→ **EXPLORE THE MATERIAL**:
a) According to the book review, how far north of Adelaide is the town of Peterborough?
b) Edit the book review's passage from "A&U Children’s, 2019" up to and including "Which will win?", changing "snowflakes" to "raindrops".

→ **READING PASSAGE**:
_ _ _ _ _ _ _

Archive | May 16, 2019

Touch the Moon

Touch the Moon

Touch the Moon

 

 

 

 

 

 

 

 

Touch the Moon

Phil Cummings

Coral Tulloch

 A&U Children’s, 2019

32pp., hbk., RRP $A24.99

9781760523657

July 21, 1969 seemed like a pretty ordinary winter’s day in much of Australia and elsewhere.  Smoke drifted from chimneys, ice clung to the windscreens of cars, breakfast was served, dogs waited to be walked… But there was something different about this day. In the days before breakfast television was the norm, televisions were turned on and tuned in to an event happening a quarter of a million miles away and the whole world was focused on it.  Man was about to touch the moon!

But as life slowed in anticipation, something else began to happen.  For the first time in the tiny town of Peterborough, 200 km north of Adelaide, snowflakes began to fall. The dilemma between watching world history, indeed space history, being made and playing in snow for the first time ever was such a tough decision to make.  Which will win?

As we lead up to the 50th anniversary of Neil Armstrong’s “one small step for man, one giant leap for mankind”, this is the author’s autobiographical account of a momentous day in history, both for the world and for him. He was torn between going out to play in the snow or watching the events unfolding on television but even if it hadn’t snowed in Peterborough it was still such a momentous day that there would be few who were alive then and are alive now who can not remember where they were and what they witnessed.  And that is the purpose of his writing the story – for older generations to “share with children their experiences and memories and encourage children to ponder and be excited by the endless possibilities in their future.” 

Beautifully written and superbly illustrated the story inspires the reader to think about what a whole new world would look like for them. Would it be seeing snow, the ocean, the city or the desert for the first time? Would it be imagining what the world would be like on the centenary of the anniversary in 2069? Would it be having a brother or sister or being disease-free or something else they longed for that would be life-changing? Have they already experienced such a change? So much scope for talking and writing and dreaming, pondering and wondering just as Cummings wanted!

_ _ _ _ _ _ _

(Dataset items)
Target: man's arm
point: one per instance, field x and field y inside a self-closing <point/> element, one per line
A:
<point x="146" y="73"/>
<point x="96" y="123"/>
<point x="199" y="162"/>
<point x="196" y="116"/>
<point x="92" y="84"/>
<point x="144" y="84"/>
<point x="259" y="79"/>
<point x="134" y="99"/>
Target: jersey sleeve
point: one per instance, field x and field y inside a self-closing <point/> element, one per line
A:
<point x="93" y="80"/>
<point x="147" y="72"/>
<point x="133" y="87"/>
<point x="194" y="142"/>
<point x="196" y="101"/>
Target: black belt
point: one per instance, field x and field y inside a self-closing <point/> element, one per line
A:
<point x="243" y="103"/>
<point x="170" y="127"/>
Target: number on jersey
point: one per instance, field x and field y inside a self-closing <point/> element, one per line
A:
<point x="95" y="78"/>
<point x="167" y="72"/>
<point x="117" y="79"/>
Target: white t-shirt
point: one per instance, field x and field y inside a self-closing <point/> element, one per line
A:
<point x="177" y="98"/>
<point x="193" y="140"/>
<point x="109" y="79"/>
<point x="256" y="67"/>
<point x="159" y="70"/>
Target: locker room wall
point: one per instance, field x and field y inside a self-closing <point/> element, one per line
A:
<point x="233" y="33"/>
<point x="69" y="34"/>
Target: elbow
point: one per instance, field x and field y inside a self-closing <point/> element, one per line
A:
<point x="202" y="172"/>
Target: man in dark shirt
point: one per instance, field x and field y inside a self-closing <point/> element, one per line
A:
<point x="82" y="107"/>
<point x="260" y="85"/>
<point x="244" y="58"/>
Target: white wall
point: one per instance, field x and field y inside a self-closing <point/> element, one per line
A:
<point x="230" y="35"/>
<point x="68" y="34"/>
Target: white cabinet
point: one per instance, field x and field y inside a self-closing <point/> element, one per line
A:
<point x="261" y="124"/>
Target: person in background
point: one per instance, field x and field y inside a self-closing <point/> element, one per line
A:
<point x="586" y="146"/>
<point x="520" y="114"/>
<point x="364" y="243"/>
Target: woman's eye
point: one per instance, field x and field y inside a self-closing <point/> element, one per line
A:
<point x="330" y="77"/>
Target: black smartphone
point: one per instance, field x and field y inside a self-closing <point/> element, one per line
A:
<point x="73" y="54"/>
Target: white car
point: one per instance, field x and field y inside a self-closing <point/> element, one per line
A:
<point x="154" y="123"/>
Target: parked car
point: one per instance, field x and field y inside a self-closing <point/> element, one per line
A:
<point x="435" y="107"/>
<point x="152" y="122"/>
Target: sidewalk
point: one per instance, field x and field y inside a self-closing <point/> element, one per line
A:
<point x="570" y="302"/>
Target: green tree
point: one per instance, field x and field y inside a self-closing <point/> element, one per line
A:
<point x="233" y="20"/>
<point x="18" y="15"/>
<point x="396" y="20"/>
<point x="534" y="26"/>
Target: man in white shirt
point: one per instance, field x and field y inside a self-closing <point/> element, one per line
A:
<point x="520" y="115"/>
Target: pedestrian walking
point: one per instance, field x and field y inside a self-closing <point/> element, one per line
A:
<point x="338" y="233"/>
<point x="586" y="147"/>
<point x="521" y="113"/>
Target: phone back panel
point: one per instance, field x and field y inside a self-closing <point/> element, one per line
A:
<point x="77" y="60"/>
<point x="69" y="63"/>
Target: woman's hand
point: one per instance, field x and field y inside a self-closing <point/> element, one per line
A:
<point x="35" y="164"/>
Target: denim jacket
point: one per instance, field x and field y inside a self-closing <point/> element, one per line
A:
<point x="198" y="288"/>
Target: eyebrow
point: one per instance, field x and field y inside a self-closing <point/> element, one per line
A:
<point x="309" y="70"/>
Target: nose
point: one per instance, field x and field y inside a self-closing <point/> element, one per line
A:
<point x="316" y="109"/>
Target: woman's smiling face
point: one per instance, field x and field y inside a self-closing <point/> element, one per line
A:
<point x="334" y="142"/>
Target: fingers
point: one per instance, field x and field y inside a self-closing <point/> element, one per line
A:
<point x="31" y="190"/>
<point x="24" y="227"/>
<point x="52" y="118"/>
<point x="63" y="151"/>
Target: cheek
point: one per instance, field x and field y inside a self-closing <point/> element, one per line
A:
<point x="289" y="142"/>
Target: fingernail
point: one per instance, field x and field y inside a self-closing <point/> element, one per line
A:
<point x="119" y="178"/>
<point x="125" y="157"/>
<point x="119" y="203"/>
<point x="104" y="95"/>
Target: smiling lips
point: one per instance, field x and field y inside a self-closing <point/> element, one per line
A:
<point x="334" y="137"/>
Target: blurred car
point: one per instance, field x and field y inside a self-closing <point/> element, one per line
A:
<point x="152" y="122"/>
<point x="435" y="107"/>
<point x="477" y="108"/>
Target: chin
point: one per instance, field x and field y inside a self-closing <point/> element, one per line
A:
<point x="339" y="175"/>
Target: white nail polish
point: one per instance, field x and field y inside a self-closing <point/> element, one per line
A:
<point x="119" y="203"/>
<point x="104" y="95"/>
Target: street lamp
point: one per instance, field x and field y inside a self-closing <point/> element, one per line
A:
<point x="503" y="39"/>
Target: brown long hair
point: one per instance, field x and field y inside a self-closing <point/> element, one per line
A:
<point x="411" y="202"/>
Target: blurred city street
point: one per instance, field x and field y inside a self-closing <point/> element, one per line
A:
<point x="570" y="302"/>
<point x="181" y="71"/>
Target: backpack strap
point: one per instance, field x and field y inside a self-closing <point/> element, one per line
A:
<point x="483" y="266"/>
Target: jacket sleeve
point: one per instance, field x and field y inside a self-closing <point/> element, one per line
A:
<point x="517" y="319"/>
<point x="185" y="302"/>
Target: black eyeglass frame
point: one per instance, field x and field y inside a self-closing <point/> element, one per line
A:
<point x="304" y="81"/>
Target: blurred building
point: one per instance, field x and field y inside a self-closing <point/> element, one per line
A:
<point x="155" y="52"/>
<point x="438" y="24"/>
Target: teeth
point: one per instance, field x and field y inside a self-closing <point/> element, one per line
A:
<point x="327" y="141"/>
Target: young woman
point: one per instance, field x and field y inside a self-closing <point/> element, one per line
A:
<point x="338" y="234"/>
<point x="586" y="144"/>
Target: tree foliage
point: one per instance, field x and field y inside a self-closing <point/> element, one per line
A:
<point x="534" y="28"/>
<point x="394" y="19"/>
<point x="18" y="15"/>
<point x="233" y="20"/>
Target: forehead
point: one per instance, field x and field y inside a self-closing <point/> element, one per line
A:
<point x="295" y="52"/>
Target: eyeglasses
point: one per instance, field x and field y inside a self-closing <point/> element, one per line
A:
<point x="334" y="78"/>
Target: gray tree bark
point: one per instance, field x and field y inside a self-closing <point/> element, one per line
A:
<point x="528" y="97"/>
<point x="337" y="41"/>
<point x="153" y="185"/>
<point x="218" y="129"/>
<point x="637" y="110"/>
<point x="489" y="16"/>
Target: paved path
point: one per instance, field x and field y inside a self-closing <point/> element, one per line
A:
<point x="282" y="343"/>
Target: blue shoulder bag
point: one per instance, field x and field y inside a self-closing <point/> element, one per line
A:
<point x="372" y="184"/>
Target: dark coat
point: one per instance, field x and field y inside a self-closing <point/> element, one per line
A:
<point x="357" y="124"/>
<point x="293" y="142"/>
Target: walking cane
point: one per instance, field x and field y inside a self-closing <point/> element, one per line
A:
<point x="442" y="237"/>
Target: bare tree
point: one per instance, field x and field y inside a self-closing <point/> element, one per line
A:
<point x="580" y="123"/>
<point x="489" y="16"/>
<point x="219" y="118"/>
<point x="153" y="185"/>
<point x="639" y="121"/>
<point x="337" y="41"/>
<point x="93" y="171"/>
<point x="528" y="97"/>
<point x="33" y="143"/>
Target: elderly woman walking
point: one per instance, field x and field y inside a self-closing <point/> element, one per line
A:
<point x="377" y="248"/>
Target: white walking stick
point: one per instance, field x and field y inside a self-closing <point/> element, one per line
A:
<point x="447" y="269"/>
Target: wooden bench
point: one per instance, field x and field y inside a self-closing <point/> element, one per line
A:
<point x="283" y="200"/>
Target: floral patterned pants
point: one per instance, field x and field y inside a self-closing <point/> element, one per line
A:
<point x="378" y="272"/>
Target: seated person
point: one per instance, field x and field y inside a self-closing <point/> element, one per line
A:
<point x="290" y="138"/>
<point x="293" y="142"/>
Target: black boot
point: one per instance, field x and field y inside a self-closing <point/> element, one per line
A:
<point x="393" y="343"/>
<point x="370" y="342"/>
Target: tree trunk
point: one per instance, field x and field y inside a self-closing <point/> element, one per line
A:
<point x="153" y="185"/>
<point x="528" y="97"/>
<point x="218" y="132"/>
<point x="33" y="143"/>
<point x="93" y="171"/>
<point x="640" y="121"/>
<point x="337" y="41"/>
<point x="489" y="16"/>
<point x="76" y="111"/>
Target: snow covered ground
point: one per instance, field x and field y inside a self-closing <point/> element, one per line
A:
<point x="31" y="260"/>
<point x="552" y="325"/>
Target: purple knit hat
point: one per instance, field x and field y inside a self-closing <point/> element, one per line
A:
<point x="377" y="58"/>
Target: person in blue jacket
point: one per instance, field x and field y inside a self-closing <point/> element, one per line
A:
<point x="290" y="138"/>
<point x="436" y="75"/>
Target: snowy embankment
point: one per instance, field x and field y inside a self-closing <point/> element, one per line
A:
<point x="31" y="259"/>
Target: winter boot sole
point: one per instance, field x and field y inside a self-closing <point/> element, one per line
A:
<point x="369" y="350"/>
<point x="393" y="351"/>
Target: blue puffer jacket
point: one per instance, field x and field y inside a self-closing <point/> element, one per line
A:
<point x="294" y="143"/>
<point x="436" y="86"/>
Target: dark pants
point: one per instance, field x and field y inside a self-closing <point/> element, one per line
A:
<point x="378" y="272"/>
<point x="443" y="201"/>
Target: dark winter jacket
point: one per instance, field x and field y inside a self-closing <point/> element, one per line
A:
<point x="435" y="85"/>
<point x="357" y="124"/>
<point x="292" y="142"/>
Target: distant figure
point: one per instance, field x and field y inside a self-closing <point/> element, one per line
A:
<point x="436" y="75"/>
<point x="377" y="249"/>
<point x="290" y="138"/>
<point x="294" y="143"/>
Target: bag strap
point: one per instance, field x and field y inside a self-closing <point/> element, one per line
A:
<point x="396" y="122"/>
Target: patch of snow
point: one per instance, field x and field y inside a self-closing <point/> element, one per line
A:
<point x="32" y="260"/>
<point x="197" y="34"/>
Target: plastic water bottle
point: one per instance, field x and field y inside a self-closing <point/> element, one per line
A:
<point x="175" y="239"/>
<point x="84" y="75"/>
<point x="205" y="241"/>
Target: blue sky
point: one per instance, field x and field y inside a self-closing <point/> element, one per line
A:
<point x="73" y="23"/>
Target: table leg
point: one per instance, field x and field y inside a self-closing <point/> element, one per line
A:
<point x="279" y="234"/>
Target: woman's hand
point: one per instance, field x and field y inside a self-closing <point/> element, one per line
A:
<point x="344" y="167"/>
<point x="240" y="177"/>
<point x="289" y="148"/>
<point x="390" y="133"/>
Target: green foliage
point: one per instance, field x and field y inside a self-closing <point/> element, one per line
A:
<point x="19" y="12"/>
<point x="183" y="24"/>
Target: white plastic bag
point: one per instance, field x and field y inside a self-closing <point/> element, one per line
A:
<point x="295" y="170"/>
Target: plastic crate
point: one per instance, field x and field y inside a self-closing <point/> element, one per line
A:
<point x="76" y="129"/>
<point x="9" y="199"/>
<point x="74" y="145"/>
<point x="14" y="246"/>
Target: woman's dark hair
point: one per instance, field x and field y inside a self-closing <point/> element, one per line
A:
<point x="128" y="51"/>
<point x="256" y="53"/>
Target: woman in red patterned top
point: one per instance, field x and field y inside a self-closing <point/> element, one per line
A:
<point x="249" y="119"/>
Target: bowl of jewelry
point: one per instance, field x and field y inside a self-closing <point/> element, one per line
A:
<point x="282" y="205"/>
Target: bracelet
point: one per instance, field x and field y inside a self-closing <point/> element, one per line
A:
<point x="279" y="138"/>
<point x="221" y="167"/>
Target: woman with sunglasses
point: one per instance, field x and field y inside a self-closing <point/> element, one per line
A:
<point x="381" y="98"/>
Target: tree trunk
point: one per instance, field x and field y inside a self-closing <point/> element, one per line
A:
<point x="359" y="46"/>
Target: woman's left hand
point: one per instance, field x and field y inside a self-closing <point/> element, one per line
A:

_ _ _ _ _ _ _

→ **ANSWERS BELOW**:
a) 200 km

b)
A&U Children’s, 2019

32pp., hbk., RRP $A24.99

9781760523657

July 21, 1969 seemed like a pretty ordinary winter’s day in much of Australia and elsewhere.  Smoke drifted from chimneys, ice clung to the windscreens of cars, breakfast was served, dogs waited to be walked… But there was something different about this day. In the days before breakfast television was the norm, televisions were turned on and tuned in to an event happening a quarter of a million miles away and the whole world was focused on it.  Man was about to touch the moon!

But as life slowed in anticipation, something else began to happen.  For the first time in the tiny town of Peterborough, 200 km north of Adelaide, raindrops began to fall. The dilemma between watching world history, indeed space history, being made and playing in snow for the first time ever was such a tough decision to make.  Which will win?